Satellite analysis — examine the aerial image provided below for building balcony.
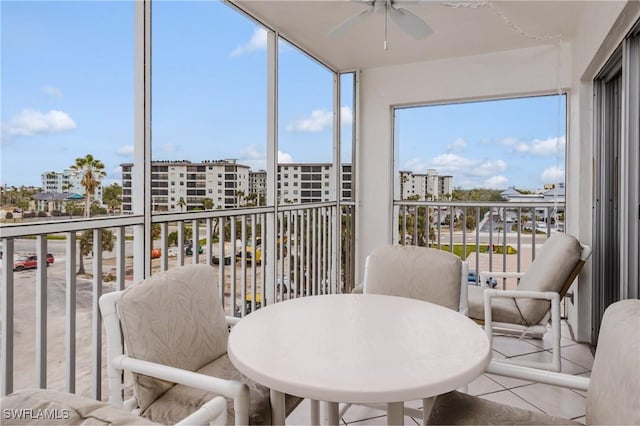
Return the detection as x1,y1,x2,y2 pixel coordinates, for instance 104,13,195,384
0,0,638,423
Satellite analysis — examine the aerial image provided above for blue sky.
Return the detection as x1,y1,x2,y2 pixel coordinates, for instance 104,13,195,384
1,1,563,191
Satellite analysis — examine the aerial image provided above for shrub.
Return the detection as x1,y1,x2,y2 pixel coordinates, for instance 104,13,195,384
37,211,48,217
5,212,13,219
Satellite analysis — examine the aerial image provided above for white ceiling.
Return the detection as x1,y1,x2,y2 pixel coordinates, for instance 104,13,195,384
231,1,589,71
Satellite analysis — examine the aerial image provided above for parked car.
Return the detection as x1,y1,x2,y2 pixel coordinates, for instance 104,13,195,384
13,253,54,271
467,270,497,288
185,244,203,255
212,254,234,265
237,246,262,264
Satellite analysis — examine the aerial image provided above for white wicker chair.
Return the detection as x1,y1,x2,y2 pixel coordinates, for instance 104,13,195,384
99,264,301,425
427,299,640,425
353,244,469,314
468,233,591,371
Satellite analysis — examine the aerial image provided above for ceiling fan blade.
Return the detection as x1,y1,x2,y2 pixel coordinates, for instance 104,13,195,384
329,7,373,37
388,6,433,39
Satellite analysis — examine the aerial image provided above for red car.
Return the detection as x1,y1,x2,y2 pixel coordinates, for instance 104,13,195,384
13,253,55,271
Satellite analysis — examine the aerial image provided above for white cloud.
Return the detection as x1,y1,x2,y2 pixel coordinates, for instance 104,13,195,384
41,86,63,98
238,144,266,171
116,145,134,156
529,136,565,156
287,106,353,132
278,150,294,163
287,109,332,132
483,175,509,189
540,166,564,183
237,145,294,170
403,157,427,172
448,137,466,152
498,136,565,156
341,106,353,125
475,159,507,177
430,153,476,171
230,27,267,57
2,109,76,138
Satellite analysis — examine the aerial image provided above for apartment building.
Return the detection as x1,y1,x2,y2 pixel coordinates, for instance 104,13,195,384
121,160,250,212
41,170,103,203
274,163,353,204
399,169,453,200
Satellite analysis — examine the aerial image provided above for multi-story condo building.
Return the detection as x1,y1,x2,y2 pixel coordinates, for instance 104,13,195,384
41,170,103,203
248,170,267,205
121,160,250,212
398,169,453,200
275,163,353,204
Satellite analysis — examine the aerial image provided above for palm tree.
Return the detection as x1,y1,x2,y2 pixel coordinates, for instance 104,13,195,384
202,197,214,210
77,229,115,275
70,154,106,217
177,197,186,212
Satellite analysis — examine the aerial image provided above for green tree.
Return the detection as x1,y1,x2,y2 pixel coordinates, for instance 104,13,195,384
70,154,106,218
103,183,123,214
77,229,115,275
202,197,214,210
177,197,186,212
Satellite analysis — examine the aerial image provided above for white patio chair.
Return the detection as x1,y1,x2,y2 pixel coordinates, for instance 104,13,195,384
468,233,591,371
99,264,302,425
352,244,468,314
0,388,227,425
345,244,469,421
427,299,640,425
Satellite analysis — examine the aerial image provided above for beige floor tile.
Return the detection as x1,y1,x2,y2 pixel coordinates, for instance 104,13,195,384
479,389,544,413
491,335,545,357
508,350,590,374
572,415,586,424
346,415,419,425
342,404,387,423
285,399,314,425
510,383,586,419
485,372,533,389
560,344,594,370
466,374,505,396
526,332,577,350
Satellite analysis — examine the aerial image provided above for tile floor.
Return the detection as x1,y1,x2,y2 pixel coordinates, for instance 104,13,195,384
285,320,593,425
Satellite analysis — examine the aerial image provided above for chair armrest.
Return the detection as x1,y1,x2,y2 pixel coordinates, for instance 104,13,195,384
175,395,228,426
483,289,559,301
351,283,364,294
483,289,562,372
486,361,590,391
226,315,241,327
479,271,525,279
113,355,249,400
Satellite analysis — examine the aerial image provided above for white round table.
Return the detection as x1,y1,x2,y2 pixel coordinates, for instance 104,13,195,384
228,294,491,425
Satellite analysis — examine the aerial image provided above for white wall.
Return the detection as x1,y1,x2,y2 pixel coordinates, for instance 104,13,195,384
356,42,572,282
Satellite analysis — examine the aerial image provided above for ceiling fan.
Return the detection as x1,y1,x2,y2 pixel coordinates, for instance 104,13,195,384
329,0,433,48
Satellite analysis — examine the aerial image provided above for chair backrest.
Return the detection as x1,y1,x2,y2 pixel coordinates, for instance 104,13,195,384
515,234,585,325
586,299,640,425
116,264,228,412
363,245,464,312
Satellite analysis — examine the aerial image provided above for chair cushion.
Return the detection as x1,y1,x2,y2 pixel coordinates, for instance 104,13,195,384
586,299,640,425
0,389,157,425
117,265,229,412
364,245,461,311
516,234,581,325
142,353,303,425
427,391,579,425
467,285,528,325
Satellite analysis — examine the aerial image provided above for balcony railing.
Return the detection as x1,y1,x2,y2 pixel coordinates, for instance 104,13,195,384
0,201,355,399
395,200,566,289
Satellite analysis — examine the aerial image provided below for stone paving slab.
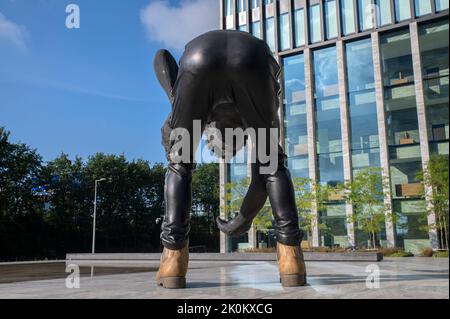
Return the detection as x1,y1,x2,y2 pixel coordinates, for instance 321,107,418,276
0,257,447,299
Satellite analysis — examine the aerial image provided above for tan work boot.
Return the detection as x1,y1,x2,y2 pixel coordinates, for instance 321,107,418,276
156,245,189,289
277,242,307,287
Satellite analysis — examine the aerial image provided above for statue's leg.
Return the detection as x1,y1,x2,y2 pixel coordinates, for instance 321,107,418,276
157,69,208,289
263,149,302,246
160,162,194,250
225,58,306,286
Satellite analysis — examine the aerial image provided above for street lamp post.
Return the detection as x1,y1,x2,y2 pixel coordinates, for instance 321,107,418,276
92,178,109,255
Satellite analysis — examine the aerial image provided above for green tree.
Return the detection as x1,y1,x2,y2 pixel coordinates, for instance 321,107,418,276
83,153,165,252
221,176,334,243
191,163,220,250
292,177,331,247
417,154,449,250
342,167,392,249
0,127,45,260
42,154,91,256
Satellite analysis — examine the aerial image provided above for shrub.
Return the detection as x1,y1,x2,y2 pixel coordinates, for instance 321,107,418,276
244,247,276,253
389,251,414,257
420,247,434,257
433,251,449,258
377,247,402,257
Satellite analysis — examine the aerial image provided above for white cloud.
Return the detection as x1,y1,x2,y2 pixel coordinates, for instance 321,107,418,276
140,0,219,52
0,12,28,51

• • •

__WHAT IS BEING ASKED__: Write out the data above in full and exactly, but without the pictures.

__SOLUTION FOR THIS PROBLEM__:
Satellite analysis — examine the aerial image provided below for building balcony.
Return the detection as x1,y1,x2,y2 pixel coordinates, for instance 104,13,195,384
0,0,638,423
Satellite analysis — examine the aerial image provided above for blue sky.
Return the detection as x1,y1,x2,y2 pixel coordinates, for instance 104,13,195,384
1,1,563,191
Satellite analysis — examine the aerial image provided above for shrub.
Return the detection as x1,y1,x2,y2 pixel coordinates, for instance 104,13,195,384
37,211,48,217
5,212,13,219
Satellite analysis — examine the aerial image provided above for white ceiling.
Return the detection as x1,y1,x2,y2 pixel coordinates, for instance 104,13,195,384
231,1,589,71
Satellite analysis — examine the aerial image provided above for parked car.
Return the detection as x1,y1,x2,y2 pixel coordinates, for instance 104,13,195,384
13,253,54,271
467,270,497,288
185,244,203,255
212,254,234,265
237,246,262,264
Satellite analysis — examine the aerial image provided above for white wicker chair.
Return the detection as x1,y1,x2,y2 pixel coordinates, for instance 104,13,195,384
99,264,301,425
427,299,640,425
353,244,469,314
468,233,591,371
Satellite analysis — examine the aerial image provided above for ceiling fan blade.
Return the detection as x1,y1,x2,y2 pixel coordinates, for instance 104,13,195,384
329,7,373,37
388,6,433,39
Satellite analysis — examine the aerial image provided above for red car.
Return the detection as x1,y1,x2,y2 pixel coordinates, for instance 104,13,195,384
13,253,55,271
Satellite analysis — examine the aerial image provided above for white cloud.
Return the detection as x1,y1,x2,y2 pixel coordinates, for instance 104,13,195,384
41,86,63,98
238,144,266,171
116,145,134,156
529,136,565,156
287,106,353,132
278,150,294,163
287,109,332,132
483,175,509,189
540,166,564,183
237,145,294,170
403,157,427,172
448,137,466,152
498,136,565,156
341,106,353,125
475,159,507,177
430,153,476,171
230,27,267,57
2,109,76,138
Satellite analysis — examine the aerial image provided above for apartment building.
Return the detection as x1,y1,x2,y2 pixel coordinates, for instance 104,13,195,384
121,160,250,212
41,170,103,203
274,163,353,204
399,169,453,200
Satellite analysis — examine the aerial image provided above for multi-story condo building.
Return the detection as x1,y1,x2,y2 pixel coordinates, for instance 104,13,195,384
41,170,103,203
248,170,267,205
121,160,250,212
398,169,453,200
275,163,353,204
Satellite analysis — examine the aerial image provided above for palm tree.
Return the detection as x1,y1,x2,y2 pixel coordinates, for instance 104,13,195,384
202,197,214,210
77,229,115,275
70,154,106,217
177,197,186,212
Satellite analysis — examine the aerial image provided above for green tree.
Return the detection as x1,y1,x2,y2 pixel coordinates, for instance 104,13,195,384
70,154,106,218
103,183,123,214
77,229,115,275
202,197,214,210
177,197,186,212
Satellite analysis — examine the aerial image provided above for white patio chair.
Return the detection as x1,y1,x2,y2 pixel coordinates, for instance 104,13,195,384
468,233,591,371
99,264,302,425
352,244,468,314
0,388,227,425
345,244,469,421
427,299,640,425
Satellite analysis — examine the aerial image provided above for beige floor tile.
Return the detection as x1,y1,x2,y2 pixel coordinates, for instance 104,13,195,384
479,389,544,413
491,335,545,357
508,350,590,374
572,415,586,424
346,415,419,425
342,404,387,423
285,399,314,425
510,383,586,419
485,372,533,389
560,344,594,370
466,374,505,396
526,332,577,350
Satellite analysis — examine the aerial image provided above for tile floor.
Return the detection as x1,y1,x2,y2 pixel coordinates, for instance 104,13,195,384
285,320,593,425
Satellite analysis — examine the aerial image provided above for chair armrest.
Return the detection as x1,y1,x2,y2 pixel coordinates, for instance 104,13,195,384
175,395,228,426
483,289,559,301
351,283,364,294
483,289,562,372
486,361,590,391
226,315,241,327
479,271,525,279
113,355,249,400
Satellite analysis — examine the aerial image provided above for white round table.
Return the detection as x1,y1,x2,y2 pixel coordinates, for instance 104,13,195,384
228,294,491,425
Satellite analysis — examine the aerial image provided above for white wall.
Return the detection as x1,y1,x2,y2 pixel coordinates, for instance 104,13,195,384
356,42,572,282
Satellite analysis — examine the aerial image provided above for ceiling fan.
Return the detection as x1,y1,x2,y2 pixel coordinates, for instance 104,13,195,384
329,0,433,48
Satellite analysis — examine the aerial image provided above for chair backrest.
Return the detection as x1,y1,x2,y2 pixel coordinates, for instance 104,13,195,384
515,234,585,325
586,299,640,425
116,264,228,412
363,245,464,312
Satellite analysis — examine the aerial image provided above for chair cushion.
Return the detection as x1,y1,x2,y2 pixel coordinates, for instance 104,13,195,384
586,299,640,425
0,389,157,425
117,265,229,412
364,245,461,311
516,234,581,325
142,353,303,425
427,391,579,425
467,285,528,325
Satellite analysis — examine the aerial image provided above for balcony railing.
Return the detection as x1,y1,x2,y2 pixel coordinates, for instance 104,13,195,384
0,201,355,399
395,200,566,289
Satellite analysis — examine the aerial image provided below for stone paving slab.
Return the detection as x1,y1,x2,y2 pixel coordinates, for instance 321,107,418,276
0,257,447,299
Satellite analysis — examine the aerial image provided above for tan work boot.
Return the detection as x1,y1,x2,y2 pixel coordinates, for instance 321,107,418,276
156,245,189,289
277,242,307,287
Satellite analysis — examine the aerial image provided above for statue's leg.
Return the detection as x1,y1,x2,y2 pixel coordinates, for instance 321,107,418,276
157,69,208,289
263,149,302,246
160,162,194,250
225,58,306,286
Satellite analysis — examine the aerial image provided above for street lamp post.
Return the detection as x1,y1,x2,y2 pixel coordinates, for instance 321,107,418,276
92,178,109,255
Satellite analysis — examine the aerial image provided above for green tree.
Return the detection as x1,y1,x2,y2 pixel coordinates, for instance 321,107,418,276
83,153,165,252
221,176,334,243
191,163,220,250
292,177,331,247
417,154,449,250
342,167,392,249
0,127,45,260
42,154,91,256
Satellite analysis — examine the aerial image provided above for shrub.
Return the detection as x1,y1,x2,y2 pixel coordinates, for instance 321,107,418,276
244,247,276,253
389,251,414,257
420,247,434,257
433,251,449,258
377,247,402,257
Satellite analysis — examine the aerial image provided above for white cloud.
Return the detection as x1,y1,x2,y2 pixel coordinates, for instance 321,107,418,276
140,0,219,52
0,12,28,51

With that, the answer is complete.